*** Records for this task ***

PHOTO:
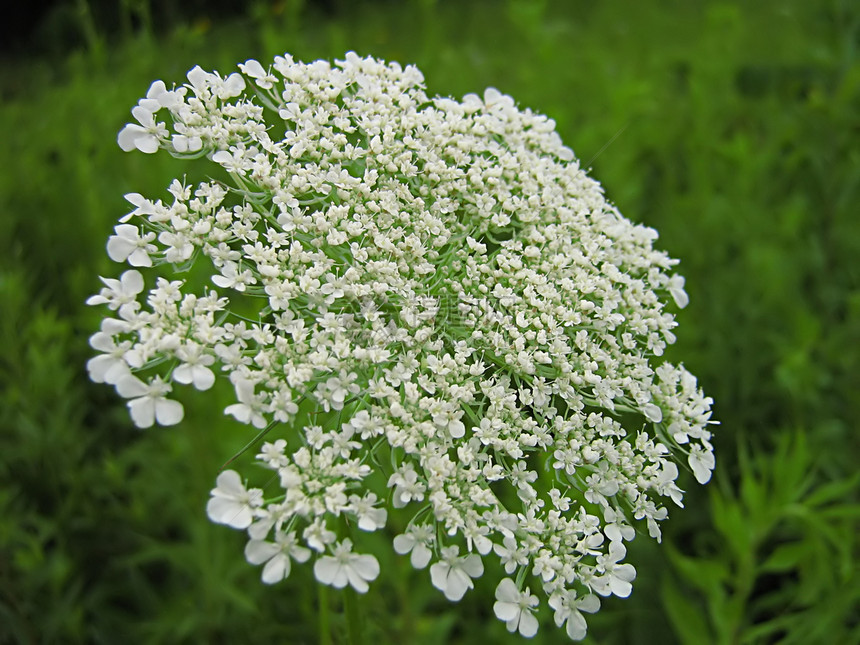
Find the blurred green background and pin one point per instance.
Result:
(733, 128)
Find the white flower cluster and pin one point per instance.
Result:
(433, 308)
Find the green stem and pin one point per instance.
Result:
(353, 616)
(324, 625)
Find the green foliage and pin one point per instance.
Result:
(781, 566)
(730, 127)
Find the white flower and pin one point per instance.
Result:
(250, 405)
(127, 244)
(276, 556)
(194, 368)
(452, 575)
(120, 294)
(702, 462)
(616, 578)
(345, 567)
(109, 367)
(146, 136)
(148, 402)
(231, 503)
(318, 536)
(516, 608)
(378, 248)
(253, 69)
(415, 541)
(510, 554)
(370, 517)
(676, 290)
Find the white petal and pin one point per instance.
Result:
(259, 551)
(142, 411)
(253, 68)
(229, 484)
(168, 412)
(184, 374)
(132, 281)
(458, 583)
(276, 569)
(147, 144)
(528, 624)
(473, 565)
(128, 136)
(620, 587)
(439, 575)
(366, 566)
(326, 570)
(506, 610)
(420, 556)
(507, 592)
(355, 580)
(119, 248)
(588, 604)
(233, 85)
(99, 366)
(700, 469)
(404, 543)
(653, 413)
(230, 512)
(203, 377)
(197, 77)
(139, 258)
(130, 387)
(576, 626)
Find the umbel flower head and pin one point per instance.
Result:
(434, 312)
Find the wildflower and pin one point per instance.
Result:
(276, 556)
(231, 503)
(516, 608)
(453, 574)
(409, 280)
(148, 402)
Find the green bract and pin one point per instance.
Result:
(441, 317)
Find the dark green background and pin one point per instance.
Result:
(733, 128)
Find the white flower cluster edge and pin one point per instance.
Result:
(434, 311)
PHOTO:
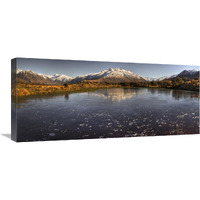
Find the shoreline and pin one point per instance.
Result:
(74, 88)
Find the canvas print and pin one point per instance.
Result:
(67, 99)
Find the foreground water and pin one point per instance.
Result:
(116, 112)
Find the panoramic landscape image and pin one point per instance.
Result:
(66, 99)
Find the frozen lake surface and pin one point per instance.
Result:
(116, 112)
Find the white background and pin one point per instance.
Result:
(151, 31)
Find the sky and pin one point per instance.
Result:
(74, 68)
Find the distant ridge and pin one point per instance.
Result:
(114, 75)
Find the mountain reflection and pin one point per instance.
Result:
(176, 94)
(117, 94)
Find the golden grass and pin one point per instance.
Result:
(22, 90)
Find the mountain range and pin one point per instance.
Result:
(114, 75)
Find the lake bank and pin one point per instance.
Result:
(24, 90)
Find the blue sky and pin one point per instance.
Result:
(75, 68)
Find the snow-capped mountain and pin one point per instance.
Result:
(114, 75)
(110, 75)
(189, 74)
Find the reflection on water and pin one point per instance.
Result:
(116, 94)
(115, 112)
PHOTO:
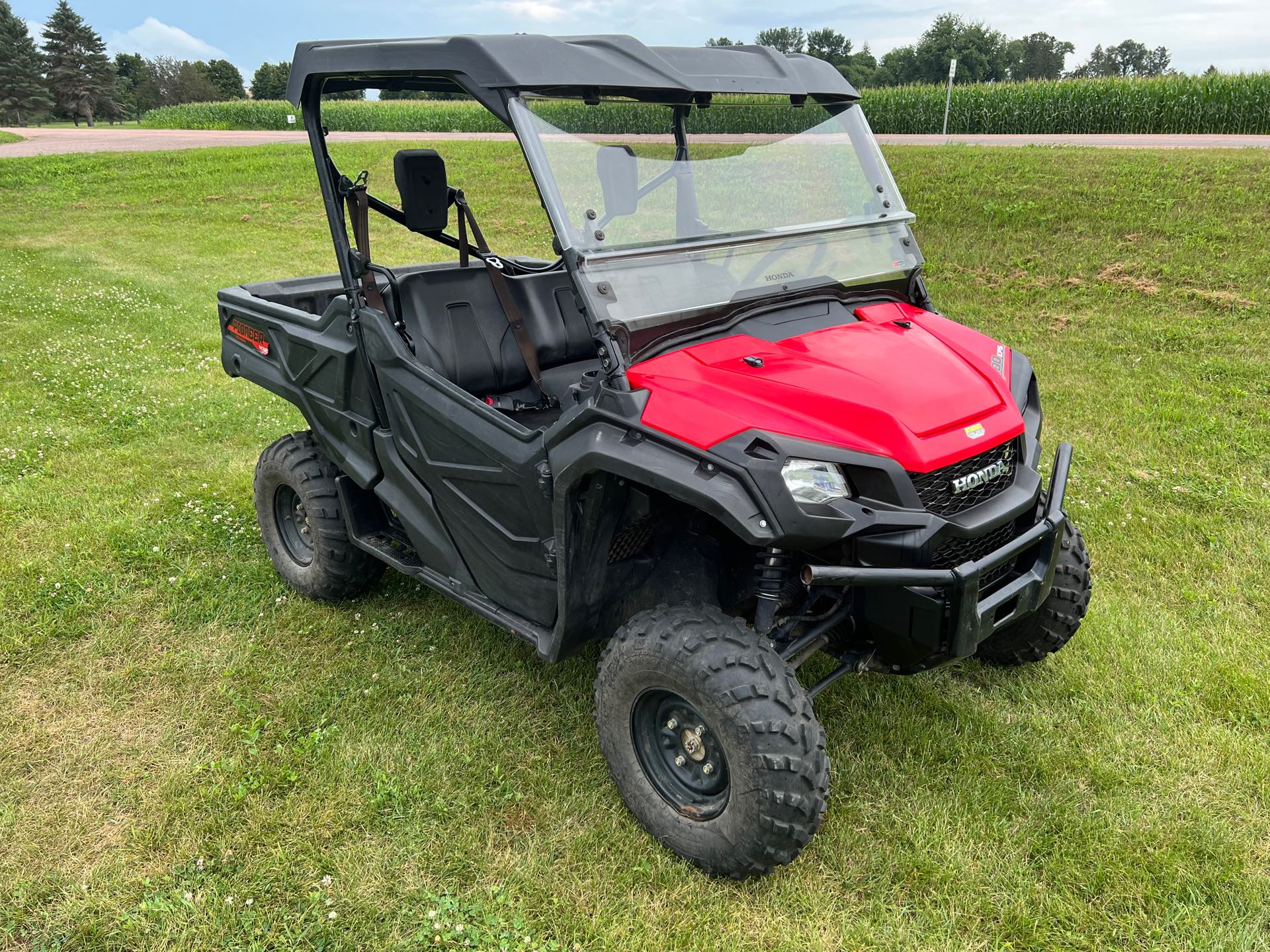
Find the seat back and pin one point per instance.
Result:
(421, 179)
(459, 328)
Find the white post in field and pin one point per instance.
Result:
(948, 99)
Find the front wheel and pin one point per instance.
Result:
(1049, 627)
(712, 740)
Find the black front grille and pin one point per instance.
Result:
(958, 551)
(935, 489)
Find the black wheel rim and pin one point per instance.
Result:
(294, 527)
(680, 753)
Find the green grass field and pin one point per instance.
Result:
(193, 758)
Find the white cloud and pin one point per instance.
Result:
(536, 11)
(157, 38)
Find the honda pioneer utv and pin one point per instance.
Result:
(724, 430)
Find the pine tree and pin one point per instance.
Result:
(79, 71)
(22, 84)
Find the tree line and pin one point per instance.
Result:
(984, 55)
(70, 77)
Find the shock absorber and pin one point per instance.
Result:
(770, 574)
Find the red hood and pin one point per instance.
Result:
(926, 395)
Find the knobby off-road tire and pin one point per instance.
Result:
(1053, 625)
(302, 526)
(760, 733)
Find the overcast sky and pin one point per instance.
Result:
(1232, 34)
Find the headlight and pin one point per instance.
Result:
(813, 481)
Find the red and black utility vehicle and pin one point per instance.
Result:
(726, 430)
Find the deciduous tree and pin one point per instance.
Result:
(226, 78)
(788, 40)
(270, 80)
(1038, 56)
(828, 45)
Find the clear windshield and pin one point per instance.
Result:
(662, 230)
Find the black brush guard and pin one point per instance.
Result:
(973, 619)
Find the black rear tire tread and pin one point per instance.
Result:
(1053, 625)
(762, 703)
(339, 569)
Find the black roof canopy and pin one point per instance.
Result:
(613, 65)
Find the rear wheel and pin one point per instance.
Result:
(1053, 625)
(298, 506)
(712, 740)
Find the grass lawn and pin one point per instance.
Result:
(190, 757)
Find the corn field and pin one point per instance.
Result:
(1166, 104)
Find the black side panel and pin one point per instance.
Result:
(402, 492)
(487, 475)
(312, 362)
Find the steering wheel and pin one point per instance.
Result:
(822, 249)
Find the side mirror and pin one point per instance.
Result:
(619, 179)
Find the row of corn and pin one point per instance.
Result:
(1166, 104)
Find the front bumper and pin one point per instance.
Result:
(972, 619)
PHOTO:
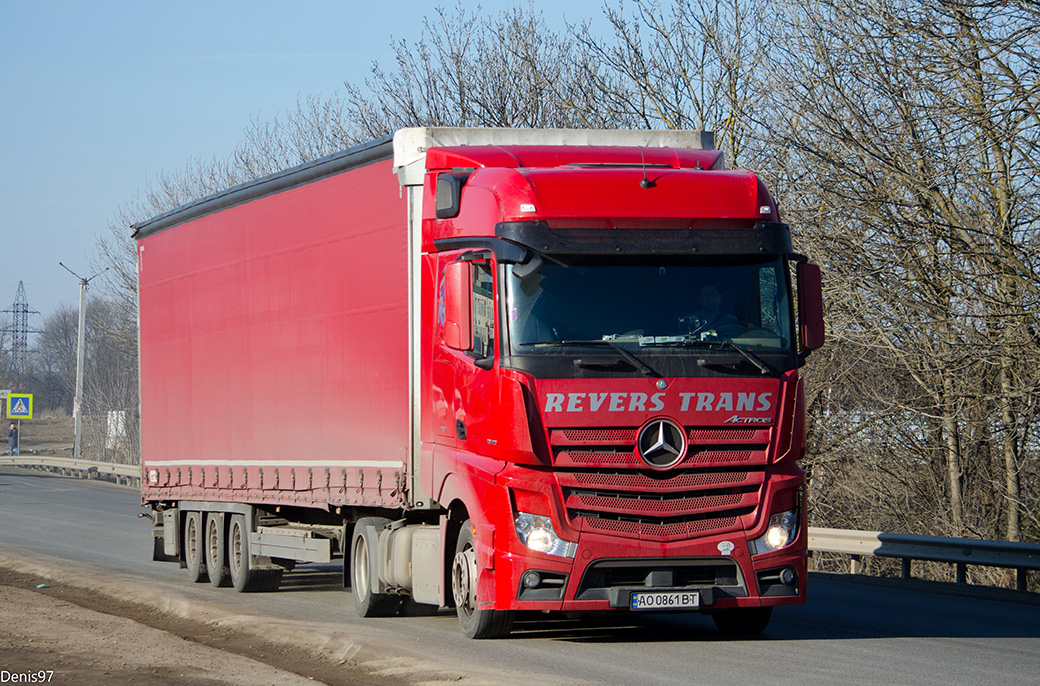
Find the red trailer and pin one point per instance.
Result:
(497, 370)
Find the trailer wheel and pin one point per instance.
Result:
(244, 577)
(193, 548)
(364, 549)
(475, 623)
(216, 550)
(743, 621)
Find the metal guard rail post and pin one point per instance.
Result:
(908, 547)
(124, 471)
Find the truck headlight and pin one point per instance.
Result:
(537, 532)
(781, 530)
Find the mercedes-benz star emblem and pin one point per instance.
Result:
(661, 444)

***

## Work required
Print only what lies in the material above starting at the line with "Find the distant" and ending at the line with "Find the lake", every line exactly as given.

## Your response
Find the distant ridge and pin one point per instance.
Result:
(114, 75)
Find the mountain reflection and pin one point per instance.
Result:
(176, 94)
(117, 94)
Find the golden grass and pin one point per instance.
Result:
(22, 90)
Find the mountain range and pin one point per instance.
Result:
(114, 75)
Find the lake bank and pin one point per instance.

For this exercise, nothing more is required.